[Location annotation dataset excerpts]

>> Start

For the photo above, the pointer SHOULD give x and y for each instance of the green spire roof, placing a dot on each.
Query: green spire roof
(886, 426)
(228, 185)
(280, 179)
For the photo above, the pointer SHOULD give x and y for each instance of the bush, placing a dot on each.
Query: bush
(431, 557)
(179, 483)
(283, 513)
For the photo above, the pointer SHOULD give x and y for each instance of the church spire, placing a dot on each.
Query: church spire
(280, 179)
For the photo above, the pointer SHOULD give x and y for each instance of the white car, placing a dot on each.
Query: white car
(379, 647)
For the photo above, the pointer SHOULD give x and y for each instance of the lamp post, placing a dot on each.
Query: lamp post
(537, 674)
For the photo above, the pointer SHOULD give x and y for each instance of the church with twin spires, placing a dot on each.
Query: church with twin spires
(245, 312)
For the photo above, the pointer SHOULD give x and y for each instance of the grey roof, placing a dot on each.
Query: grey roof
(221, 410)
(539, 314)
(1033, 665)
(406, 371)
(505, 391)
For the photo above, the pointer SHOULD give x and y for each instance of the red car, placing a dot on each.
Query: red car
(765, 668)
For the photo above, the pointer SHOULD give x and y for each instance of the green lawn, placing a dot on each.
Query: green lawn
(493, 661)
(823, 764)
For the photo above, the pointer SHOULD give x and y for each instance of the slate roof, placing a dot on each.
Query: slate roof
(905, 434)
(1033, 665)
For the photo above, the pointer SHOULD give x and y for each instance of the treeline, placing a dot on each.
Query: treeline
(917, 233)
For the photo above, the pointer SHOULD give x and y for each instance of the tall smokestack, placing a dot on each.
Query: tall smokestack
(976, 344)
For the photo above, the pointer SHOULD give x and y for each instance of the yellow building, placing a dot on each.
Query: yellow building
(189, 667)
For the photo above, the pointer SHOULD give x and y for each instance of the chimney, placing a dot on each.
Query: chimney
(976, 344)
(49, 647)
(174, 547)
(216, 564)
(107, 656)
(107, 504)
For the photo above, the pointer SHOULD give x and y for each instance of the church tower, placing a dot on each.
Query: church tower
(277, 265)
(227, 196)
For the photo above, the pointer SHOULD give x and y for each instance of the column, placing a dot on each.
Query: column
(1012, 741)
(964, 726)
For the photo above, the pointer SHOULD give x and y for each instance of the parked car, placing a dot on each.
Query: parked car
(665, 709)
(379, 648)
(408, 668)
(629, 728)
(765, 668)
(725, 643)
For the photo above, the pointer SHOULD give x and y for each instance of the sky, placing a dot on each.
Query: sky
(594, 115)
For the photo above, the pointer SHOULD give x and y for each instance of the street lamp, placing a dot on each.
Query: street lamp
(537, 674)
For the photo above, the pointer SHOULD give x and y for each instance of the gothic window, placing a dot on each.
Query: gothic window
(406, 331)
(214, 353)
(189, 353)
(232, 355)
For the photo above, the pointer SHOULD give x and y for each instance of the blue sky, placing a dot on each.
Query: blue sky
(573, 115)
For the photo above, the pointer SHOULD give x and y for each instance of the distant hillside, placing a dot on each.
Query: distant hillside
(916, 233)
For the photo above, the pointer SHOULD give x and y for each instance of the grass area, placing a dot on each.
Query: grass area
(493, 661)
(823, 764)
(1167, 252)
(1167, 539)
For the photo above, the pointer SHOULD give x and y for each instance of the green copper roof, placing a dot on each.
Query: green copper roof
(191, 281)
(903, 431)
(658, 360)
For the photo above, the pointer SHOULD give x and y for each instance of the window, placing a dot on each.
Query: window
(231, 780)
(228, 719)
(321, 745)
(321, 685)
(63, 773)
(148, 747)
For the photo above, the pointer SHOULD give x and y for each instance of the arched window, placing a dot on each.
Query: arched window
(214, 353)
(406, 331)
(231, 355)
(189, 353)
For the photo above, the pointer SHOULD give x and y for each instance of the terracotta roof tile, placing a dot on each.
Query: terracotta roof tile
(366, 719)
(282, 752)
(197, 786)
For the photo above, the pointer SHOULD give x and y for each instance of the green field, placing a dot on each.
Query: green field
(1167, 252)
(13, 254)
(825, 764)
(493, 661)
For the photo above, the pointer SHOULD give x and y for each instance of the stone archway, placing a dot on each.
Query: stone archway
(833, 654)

>> End

## Exercise aim
Starting at the line that contains "arched window, placing a dot on each." and ending at the last line of the items, write out every line again, including the requests. Scale each coordinate in the answers by 2.2, rounding to whole numbers with halves rounded up.

## Result below
For the photo above, the pointer SHOULD give x and y for each instance of the arched window, placing a dot on each.
Query: arched window
(471, 777)
(893, 728)
(508, 781)
(416, 777)
For the photo above, the pointer SHOULD give x and y for each instance of the terracotta roof tile, placing a dot on each.
Query: terracotta roof tile
(805, 1582)
(620, 1654)
(433, 1729)
For the photo above, the pointer SHOULD give x and y for each instance of the green field, placing a dot on each.
Query: green field
(2567, 554)
(29, 559)
(1815, 1681)
(1085, 1454)
For the photo above, the pointer SHOULD give x and y for each instance of the stone archway, placing a dot on each.
Query: stone archway
(1833, 1439)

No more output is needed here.